-- Reading passage follows --

Here they are together, with a red laceleaf maple on the left and Oriental lilies in between; at their feet is galloping Gallium odoratum, Iceland poppies and geranium. This is the south side of the house.







Many roses have come and gone from various parts of this garden. Whether I put them in the ground or in a pot, they all looked awful after a couple years and eventually I pulled them out. One was sent to live with a relative in southern California but most went to the dump.

I first saw Cornelia in full bloom at Huntington Gardens, in Pasadena, California, growing on a pillar in bed 26. The Rose Garden isn't my favorite (a toss-up between the Japanese Garden and the Desert Garden), but it's a central place to sit and rest your hips while your friend takes another look around. I was drawn from my seat by the delicate apricot-pink that completely covered the pillar and smelled like the height of summer.

-- Reading passage concluded --

*What the task requires:*
Can you transcribe the garden passage above word for word?

-- Data to examine follows --

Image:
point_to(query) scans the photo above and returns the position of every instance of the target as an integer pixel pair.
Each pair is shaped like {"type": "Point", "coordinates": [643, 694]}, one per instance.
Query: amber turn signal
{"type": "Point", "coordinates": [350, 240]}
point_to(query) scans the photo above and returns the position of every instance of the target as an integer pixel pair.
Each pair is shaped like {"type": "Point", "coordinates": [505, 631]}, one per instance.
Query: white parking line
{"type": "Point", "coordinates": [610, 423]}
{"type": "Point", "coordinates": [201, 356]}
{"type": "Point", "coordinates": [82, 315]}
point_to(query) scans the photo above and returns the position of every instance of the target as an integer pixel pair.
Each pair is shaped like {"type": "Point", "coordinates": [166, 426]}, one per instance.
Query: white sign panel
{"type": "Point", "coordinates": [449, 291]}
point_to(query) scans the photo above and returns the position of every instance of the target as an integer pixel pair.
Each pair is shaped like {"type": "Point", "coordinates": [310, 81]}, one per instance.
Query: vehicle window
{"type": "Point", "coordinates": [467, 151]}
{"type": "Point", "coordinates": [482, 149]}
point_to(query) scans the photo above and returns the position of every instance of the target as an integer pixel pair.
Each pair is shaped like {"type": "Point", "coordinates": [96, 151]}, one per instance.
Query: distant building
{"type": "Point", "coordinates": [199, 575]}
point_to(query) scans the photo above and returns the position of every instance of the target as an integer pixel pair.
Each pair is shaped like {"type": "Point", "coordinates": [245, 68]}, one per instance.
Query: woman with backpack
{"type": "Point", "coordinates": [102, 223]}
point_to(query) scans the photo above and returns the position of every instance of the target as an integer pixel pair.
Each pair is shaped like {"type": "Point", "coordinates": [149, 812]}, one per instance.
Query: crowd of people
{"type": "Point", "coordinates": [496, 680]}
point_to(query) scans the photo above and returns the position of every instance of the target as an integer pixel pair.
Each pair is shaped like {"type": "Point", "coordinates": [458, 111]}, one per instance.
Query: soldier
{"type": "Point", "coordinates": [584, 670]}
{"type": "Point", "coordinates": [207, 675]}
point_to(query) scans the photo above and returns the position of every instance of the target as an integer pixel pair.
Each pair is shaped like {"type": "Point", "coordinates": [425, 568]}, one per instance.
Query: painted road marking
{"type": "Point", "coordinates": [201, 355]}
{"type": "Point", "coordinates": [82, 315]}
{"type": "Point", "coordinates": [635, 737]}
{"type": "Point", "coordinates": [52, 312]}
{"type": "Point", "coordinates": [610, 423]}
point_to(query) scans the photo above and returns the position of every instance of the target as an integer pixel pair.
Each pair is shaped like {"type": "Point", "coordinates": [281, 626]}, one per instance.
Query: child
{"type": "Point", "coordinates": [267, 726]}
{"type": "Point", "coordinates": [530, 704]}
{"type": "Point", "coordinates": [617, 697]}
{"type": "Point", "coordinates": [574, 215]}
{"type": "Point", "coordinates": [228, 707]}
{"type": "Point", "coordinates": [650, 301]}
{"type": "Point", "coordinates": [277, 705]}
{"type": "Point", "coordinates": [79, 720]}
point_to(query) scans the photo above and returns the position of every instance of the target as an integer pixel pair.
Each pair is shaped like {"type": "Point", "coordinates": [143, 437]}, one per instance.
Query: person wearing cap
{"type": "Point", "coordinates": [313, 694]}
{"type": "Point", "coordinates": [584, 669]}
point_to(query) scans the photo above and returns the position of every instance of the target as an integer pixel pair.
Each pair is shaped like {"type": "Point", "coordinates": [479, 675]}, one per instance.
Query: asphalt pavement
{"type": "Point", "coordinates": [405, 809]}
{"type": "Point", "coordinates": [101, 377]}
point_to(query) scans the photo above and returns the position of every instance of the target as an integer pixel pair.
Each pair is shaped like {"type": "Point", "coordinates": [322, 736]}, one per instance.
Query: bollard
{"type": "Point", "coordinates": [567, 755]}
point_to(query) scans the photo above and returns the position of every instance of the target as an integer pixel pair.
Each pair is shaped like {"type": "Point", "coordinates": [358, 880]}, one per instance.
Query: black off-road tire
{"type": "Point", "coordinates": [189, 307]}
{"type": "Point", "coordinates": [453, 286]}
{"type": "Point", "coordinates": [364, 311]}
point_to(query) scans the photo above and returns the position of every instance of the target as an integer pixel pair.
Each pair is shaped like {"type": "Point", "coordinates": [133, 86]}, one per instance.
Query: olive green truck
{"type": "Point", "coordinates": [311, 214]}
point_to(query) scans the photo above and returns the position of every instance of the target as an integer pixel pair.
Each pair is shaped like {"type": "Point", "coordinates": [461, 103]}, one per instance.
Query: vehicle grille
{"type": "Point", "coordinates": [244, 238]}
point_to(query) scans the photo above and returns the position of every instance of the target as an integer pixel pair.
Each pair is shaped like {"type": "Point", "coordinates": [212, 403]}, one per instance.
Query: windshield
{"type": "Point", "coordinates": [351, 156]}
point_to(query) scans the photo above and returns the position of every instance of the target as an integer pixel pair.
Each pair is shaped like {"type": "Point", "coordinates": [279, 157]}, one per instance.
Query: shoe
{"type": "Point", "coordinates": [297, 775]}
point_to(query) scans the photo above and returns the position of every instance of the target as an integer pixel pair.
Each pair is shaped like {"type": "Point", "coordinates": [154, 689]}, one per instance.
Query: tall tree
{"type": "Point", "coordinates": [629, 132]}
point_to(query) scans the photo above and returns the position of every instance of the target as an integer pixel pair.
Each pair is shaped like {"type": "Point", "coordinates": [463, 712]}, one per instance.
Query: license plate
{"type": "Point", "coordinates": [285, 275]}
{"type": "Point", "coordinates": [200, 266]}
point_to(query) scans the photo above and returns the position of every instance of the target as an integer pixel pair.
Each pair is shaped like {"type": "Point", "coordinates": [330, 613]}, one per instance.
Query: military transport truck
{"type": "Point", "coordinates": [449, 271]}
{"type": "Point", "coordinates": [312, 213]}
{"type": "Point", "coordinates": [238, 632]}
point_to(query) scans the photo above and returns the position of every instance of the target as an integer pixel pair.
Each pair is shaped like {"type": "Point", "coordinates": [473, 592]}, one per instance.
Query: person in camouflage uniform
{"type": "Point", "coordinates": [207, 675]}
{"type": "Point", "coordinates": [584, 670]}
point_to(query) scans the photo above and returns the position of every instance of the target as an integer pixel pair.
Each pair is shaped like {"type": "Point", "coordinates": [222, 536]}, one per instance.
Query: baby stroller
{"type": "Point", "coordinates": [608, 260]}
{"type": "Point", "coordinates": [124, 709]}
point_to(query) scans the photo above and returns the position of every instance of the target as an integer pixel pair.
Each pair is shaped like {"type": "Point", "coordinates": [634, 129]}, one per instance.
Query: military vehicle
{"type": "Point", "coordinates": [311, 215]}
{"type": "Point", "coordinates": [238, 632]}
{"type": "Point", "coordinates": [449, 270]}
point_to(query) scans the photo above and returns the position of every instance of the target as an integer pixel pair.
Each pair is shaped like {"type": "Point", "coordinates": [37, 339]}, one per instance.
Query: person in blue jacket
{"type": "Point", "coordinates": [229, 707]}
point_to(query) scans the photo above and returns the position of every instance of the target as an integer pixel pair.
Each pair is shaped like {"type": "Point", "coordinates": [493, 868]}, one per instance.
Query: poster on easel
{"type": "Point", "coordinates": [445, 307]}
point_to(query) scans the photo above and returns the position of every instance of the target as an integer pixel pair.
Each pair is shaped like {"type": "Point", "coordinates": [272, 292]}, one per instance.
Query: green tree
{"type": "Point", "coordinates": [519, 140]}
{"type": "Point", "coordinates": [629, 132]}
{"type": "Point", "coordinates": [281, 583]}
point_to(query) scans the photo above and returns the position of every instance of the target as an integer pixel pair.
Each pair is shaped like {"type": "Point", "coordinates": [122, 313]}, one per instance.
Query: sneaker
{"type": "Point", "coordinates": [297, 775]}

-- Data to examine concluded --

*Answer:*
Here they are together, with a red laceleaf maple on the left and Oriental lilies in between; at their feet is galloping Gallium odoratum, Iceland poppies and geranium. This is the south side of the house.







Many roses have come and gone from various parts of this garden. Whether I put them in the ground or in a pot, they all looked awful after a couple years and eventually I pulled them out. One was sent to live with a relative in southern California but most went to the dump.

I first saw Cornelia in full bloom at Huntington Gardens, in Pasadena, California, growing on a pillar in bed 26. The Rose Garden isn't my favorite (a toss-up between the Japanese Garden and the Desert Garden), but it's a central place to sit and rest your hips while your friend takes another look around. I was drawn from my seat by the delicate apricot-pink that completely covered the pillar and smelled like the height of summer.